STATED PROBLEM 1:
According to the section on authentication and authorization in comby, which middleware handles authentication through the Cookie header?
STATED PROBLEM 2:
Continue the section on authentication and authorization in comby from the point where it stops.

---------- DOCUMENT SECTION

Authentication and Authorization

In the comby framework, the Facade itself does not handle any authorization logic. Instead, authorization is managed by comby's defaults, which users can register to.

TIP

Further information about Defaults can be found in the documentation: Defaults

The defaults ensures proper authorization through 5 middlewares:

• AuthAnonymousCtx — which sets the anonymous sender context by default
• AuthCookiesCtx — which handles authentication through the Cookie header.
• AuthAuthorizationCtx — which handles authentication through the Authorization header.
• AuthTargetCtx - which augments request with target information.
• AuthCommandHandlerFunc (and AuthQueryHandlerFunc) — which validates user permissions and enforces access control within the Facade.

The Facade simply executes Commands and Queries, relying on these middleware layers to enforce security.

When a user makes an HTTP request, the request is processed in multiple stages by the above middleware components. These components work together to ensure that the request is authenticated and finally authorized based on the user's permissions.

Flow Overview

The user sends an HTTP request to the REST API, which triggers the following flow:

• Authentication:
  • The request is first processed by the api middleware, which includes the AuthAnonymousCtx, AuthCookiesCtx, AuthAuthorizationCtx, and AuthTargetCtx middleware.
  • The AuthAnonymousCtx middleware sets the default anonymous sender context.
  • The AuthCookiesCtx middleware handles authentication through the Cookie header.
  • The AuthAuthorizationCtx middleware handles authentication through the Authorization header.
  • The AuthTargetCtx middleware augments the request with target information (which can be adapted to user's requirements with different aggregateUuid field name)
• Authorization:
  • The request is then dispatched to the Facade, where the Auth middleware enforces access control based on the user's permissions.

--------------------
---------- MATERIAL

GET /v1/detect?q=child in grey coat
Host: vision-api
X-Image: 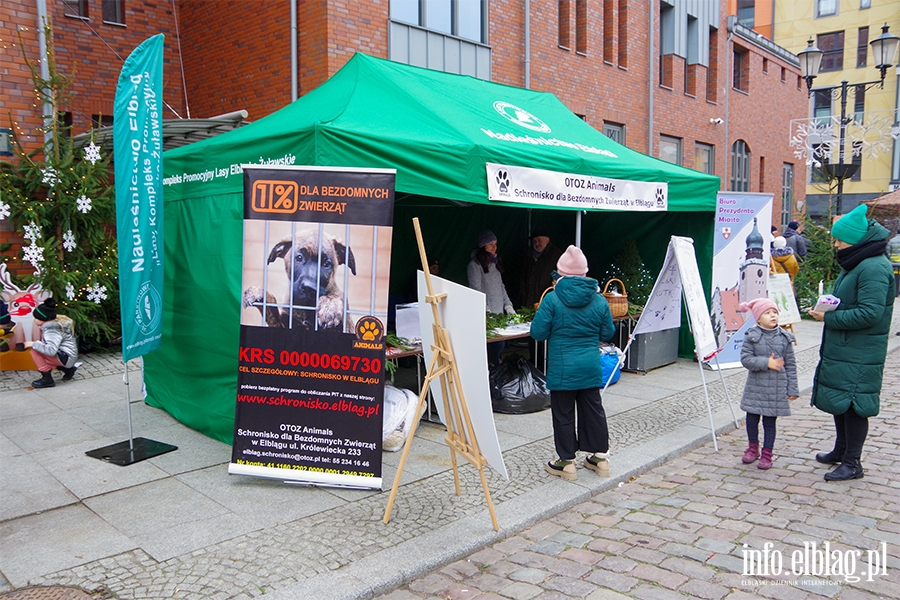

[740,298,800,469]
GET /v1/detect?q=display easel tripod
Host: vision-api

[383,218,500,531]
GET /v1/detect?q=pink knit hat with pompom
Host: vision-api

[738,298,778,322]
[556,246,587,277]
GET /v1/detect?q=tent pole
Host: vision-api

[575,210,584,248]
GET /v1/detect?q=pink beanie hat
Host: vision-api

[556,246,587,277]
[738,298,778,321]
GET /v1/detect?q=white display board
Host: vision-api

[416,270,509,480]
[632,235,717,359]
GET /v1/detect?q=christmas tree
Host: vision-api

[0,23,120,342]
[600,238,656,312]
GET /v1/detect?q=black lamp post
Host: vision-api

[797,23,900,214]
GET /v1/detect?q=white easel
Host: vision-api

[603,235,740,452]
[383,218,500,531]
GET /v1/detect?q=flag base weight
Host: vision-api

[85,438,178,467]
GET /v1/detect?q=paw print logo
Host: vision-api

[497,170,509,194]
[356,316,384,342]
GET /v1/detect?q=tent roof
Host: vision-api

[163,53,719,211]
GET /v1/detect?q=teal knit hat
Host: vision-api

[831,204,869,245]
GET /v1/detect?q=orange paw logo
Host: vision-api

[356,316,384,342]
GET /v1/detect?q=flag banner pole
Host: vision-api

[85,34,177,466]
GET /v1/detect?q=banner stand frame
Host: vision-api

[382,217,500,531]
[85,362,178,467]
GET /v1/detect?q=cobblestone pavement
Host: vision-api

[0,352,141,392]
[379,351,900,600]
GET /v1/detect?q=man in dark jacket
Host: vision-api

[809,204,894,481]
[519,227,562,308]
[784,221,806,258]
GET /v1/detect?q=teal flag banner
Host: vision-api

[113,34,164,362]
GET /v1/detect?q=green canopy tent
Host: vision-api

[153,53,719,443]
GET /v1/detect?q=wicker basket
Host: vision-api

[603,279,628,317]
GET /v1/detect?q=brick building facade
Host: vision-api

[0,0,807,276]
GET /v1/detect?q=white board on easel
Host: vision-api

[603,235,739,451]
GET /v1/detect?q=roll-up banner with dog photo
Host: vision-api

[228,165,396,489]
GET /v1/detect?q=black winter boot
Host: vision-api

[825,460,863,481]
[816,448,845,465]
[31,371,56,388]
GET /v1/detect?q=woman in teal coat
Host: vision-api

[809,204,894,481]
[531,246,615,481]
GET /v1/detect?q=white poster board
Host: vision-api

[769,273,800,325]
[632,235,716,359]
[416,270,509,480]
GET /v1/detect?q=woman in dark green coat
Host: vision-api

[809,204,894,481]
[531,246,616,481]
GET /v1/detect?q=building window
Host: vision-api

[603,121,625,146]
[619,0,628,69]
[817,31,844,71]
[850,142,862,181]
[659,135,681,165]
[388,0,487,44]
[603,0,616,64]
[809,144,831,183]
[781,163,794,224]
[706,27,719,102]
[575,0,588,54]
[91,115,113,129]
[732,46,750,92]
[816,0,837,17]
[759,156,766,192]
[813,90,831,127]
[731,140,750,192]
[558,0,571,50]
[856,27,869,67]
[738,0,756,29]
[103,0,125,25]
[853,85,866,123]
[694,142,716,175]
[63,0,88,19]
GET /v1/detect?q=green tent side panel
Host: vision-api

[144,194,243,444]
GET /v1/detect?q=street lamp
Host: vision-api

[797,23,900,214]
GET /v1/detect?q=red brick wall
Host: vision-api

[0,0,184,147]
[180,0,388,121]
[0,0,185,274]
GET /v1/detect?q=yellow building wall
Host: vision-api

[773,0,900,195]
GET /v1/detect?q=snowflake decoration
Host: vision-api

[78,194,91,214]
[22,243,44,267]
[84,140,100,165]
[790,118,839,167]
[23,221,41,243]
[42,165,59,185]
[87,283,106,304]
[846,111,894,160]
[63,229,76,252]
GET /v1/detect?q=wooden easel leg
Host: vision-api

[382,353,438,525]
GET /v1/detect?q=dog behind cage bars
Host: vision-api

[242,228,356,331]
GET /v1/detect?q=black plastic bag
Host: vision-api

[490,356,550,415]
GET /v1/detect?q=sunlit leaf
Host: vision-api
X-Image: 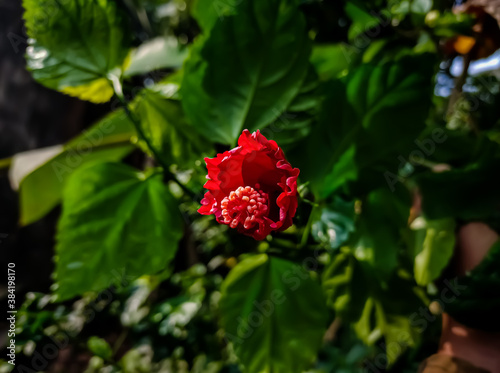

[181,0,310,144]
[55,163,182,300]
[23,0,128,103]
[220,254,327,373]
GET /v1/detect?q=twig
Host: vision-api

[116,94,195,198]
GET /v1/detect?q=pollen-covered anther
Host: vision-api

[221,184,268,229]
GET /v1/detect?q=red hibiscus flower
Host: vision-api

[198,130,300,240]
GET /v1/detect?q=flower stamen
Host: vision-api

[221,184,268,229]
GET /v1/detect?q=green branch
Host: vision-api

[115,94,195,198]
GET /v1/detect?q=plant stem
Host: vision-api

[116,95,195,198]
[300,205,319,248]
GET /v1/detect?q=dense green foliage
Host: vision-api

[3,0,500,373]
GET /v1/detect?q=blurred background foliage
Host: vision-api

[0,0,500,373]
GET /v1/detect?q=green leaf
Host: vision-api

[412,218,455,286]
[220,254,327,373]
[311,43,357,80]
[415,159,500,220]
[441,241,500,332]
[353,189,411,279]
[191,0,239,33]
[345,1,380,40]
[134,90,209,167]
[23,0,128,103]
[181,0,310,144]
[55,163,182,300]
[87,337,113,360]
[295,55,433,200]
[270,65,321,148]
[323,251,369,322]
[323,248,423,366]
[311,196,354,249]
[123,37,188,76]
[17,110,135,225]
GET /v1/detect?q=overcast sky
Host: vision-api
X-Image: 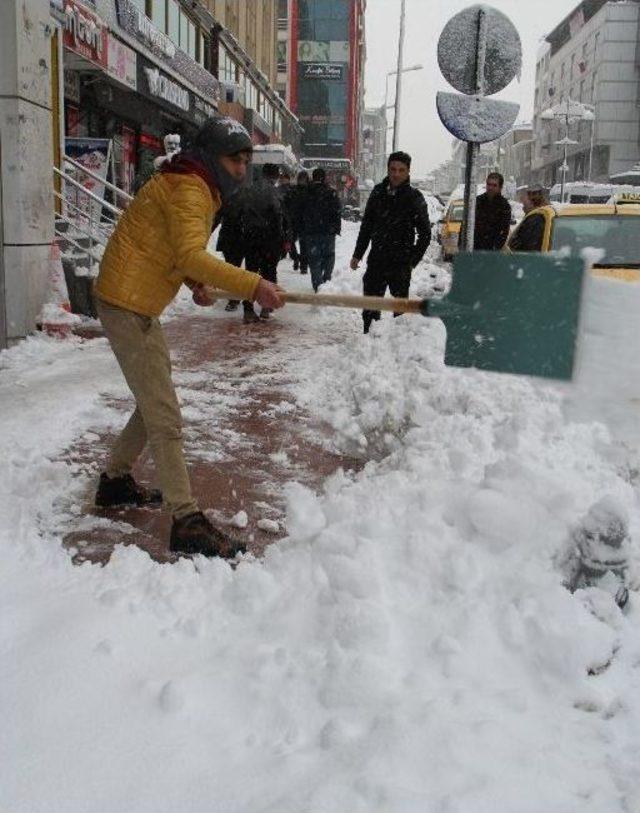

--------------------

WRITTEN RESPONSE 1:
AuthCookiesCtx

WRITTEN RESPONSE 2:
Stage 1: Authentication

Anonymous Context

The AuthAnonymousCtx middleware sets the default anonymous sender context in the request context. This context is used when no authentication credentials are provided in the request. The middleware begins by setting default values in the context to represent an anonymous user:

• sessionUuid: Default to ANONYMOUS_SESSION_UUID
• accountUuid: Default to ANONYMOUS_ACCOUNT_UUID
• identityUuid: Default to ANONYMOUS_IDENTITY_UUID
• tenantUuid: Default to ANONYMOUS_TENANT_UUID

Cookies Context

The middleware retrieves the Cookie header from the request. If the header is present and the AccountCtxReadmodel (rm) is provided, it attempts to authenticate the user. These fields are extracted from the Cookie header:

• Cookie Format: The Cookie Header is defined following:
• Cookie: session=<sessionUuid|sessionKey> - HttpOnly and Secure (User Login)
• Cookie: session=<sessionUuid|sessionKey>, identity=<tenantUuid|identityUuid> - Secure (Default Usage after Login and Identity Selection)

The middleware sets the sessionUuid and accountUuid in the request context if a valid session is found. If an identityUuid is also present in the Cookie header and belongs to the account, the request context is further updated with the identityUuid and tenantUuid.

Authorization Header

The AuthAuthorizationCtx middleware handles the extraction and validation of authentication credentials from the HTTP request's Authorization header. The Authorization Header is defined following:

• Authorization Format:
• Authorization: Bearer sa=<tokenUuid|tokenKey> - Service Account connected with specific identity

The middleware sets the sessionUuid and accountUuid in the request context if a valid session is found. If an identityUuid is also present in the Authorization header and belongs to the account, the request context is further updated with the identityUuid and tenantUuid. In addition, the middleware also handles service account token authentication, which is the primary use case for this middleware.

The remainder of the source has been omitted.